*PAGE EXTRACT*
----
If homeownership is a new thing for you and your family, there may be some tax write-offs that you are unaware of. If we helped you to find a home this year, make sure to help yourself out when it comes to tax time. Proper care and attention when it comes to filing your return can help to save you thousands of dollars. 

Mortgage Interest

This is usually the biggest one for homeowners, and it is essential. Throughout the year, mortgage interest can add up really fast. You can deduct the interest on up to $750,000 of mortgage debt. If you took out your mortgage before 2017, you could deduct the interest on up to $1,000,000 of mortgage debt. Regardless of the origination of your loan, this deduction will likely knock thousands of dollars off of your tax requirements this year. 

Property Taxes

Some people don’t realize that as hard as that property tax bill can be to pay, it is a tax write off. This can make the sting just a little bit easier. Property taxes up to $10,000 can be deducted. 

Mortgage Insurance

If you are a homeowner that needed mortgage insurance to purchase your home, you can use that as a deduction on your return at this point. Mortgage Insurance premiums are only deductible if you make less than $109,000 per year. The year 2020 will be the last year for deducting these premiums, so make sure to take advantage of this benefit while you can. 

Home Office

Are you self employed and running a small business or sole proprietorship out of your home? If you are, then you are entitled to write off expenses related to your home office. You must be using your office regularly and be a registered business to claim these deductions.
----
*GIVEN DATA*
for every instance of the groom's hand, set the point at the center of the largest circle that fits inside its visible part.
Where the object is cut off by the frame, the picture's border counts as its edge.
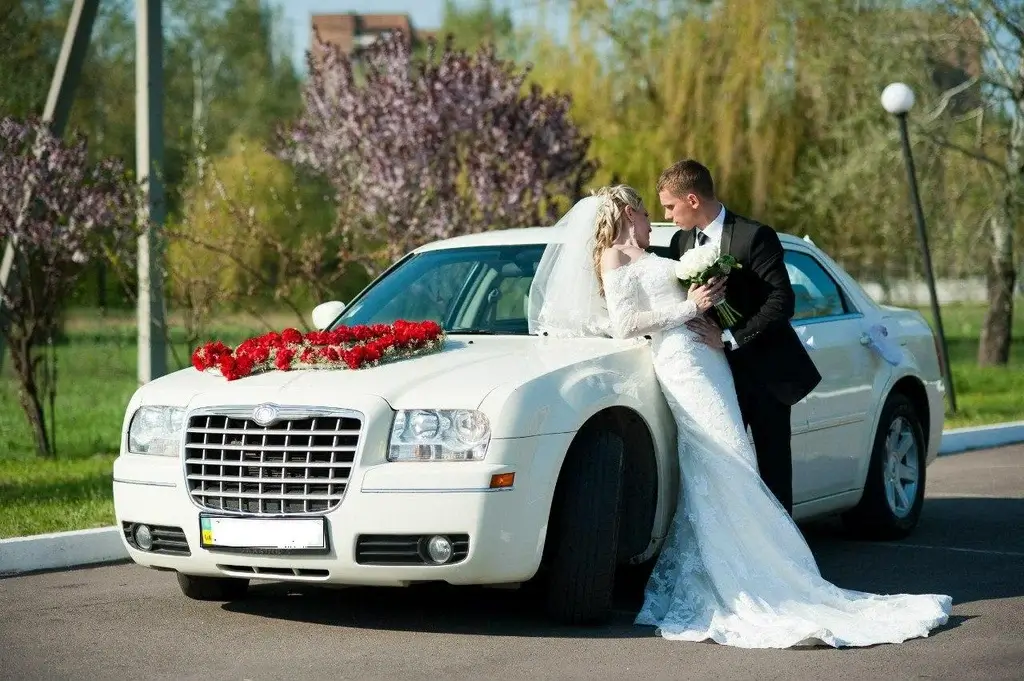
(707, 330)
----
*EXERCISE REQUIREMENTS*
- A) According to the article on tax write-offs for homeowners, up to what amount of property taxes can be deducted?
- B) Copy out the part of the homeowner tax write-off article starting at "This is usually" and ending at "can be deducted.".
- C) Write the next part of the article on tax write-offs for homeowners, picking up after its last sentence.

*ACTIVITY ANSWERS*
- A) Up to $10,000.

- B)
This is usually the biggest one for homeowners, and it is essential. Throughout the year, mortgage interest can add up really fast. You can deduct the interest on up to $750,000 of mortgage debt. If you took out your mortgage before 2017, you could deduct the interest on up to $1,000,000 of mortgage debt. Regardless of the origination of your loan, this deduction will likely knock thousands of dollars off of your tax requirements this year. 

Property Taxes

Some people don’t realize that as hard as that property tax bill can be to pay, it is a tax write off. This can make the sting just a little bit easier. Property taxes up to $10,000 can be deducted.

- C)
Medically Necessary Home Improvements

Although most home improvements are not deductible because they increase the value of your home if you had to make any accommodations to make the home safer or more accessible for a disabled individual that is fully deductible. If you installed an entrance ramp or railings or had to make adjustments to the safety of a bathroom, you can fully deduct those expenses. Typically speaking, adding a ramp to your home does not increase the value, and that is why these things can be used as deductions. 

Conclusion

With all of the expenses incurred in buying a new home, don’t miss out on any of the money you can put back in your pocket. If you have questions about what things may not be tax-deductible, it pays to ask a licensed accountant or accounting firm before filing your return. If you spend a little money having a professional look at your tax return this year, it could end up saving you thousands of dollars.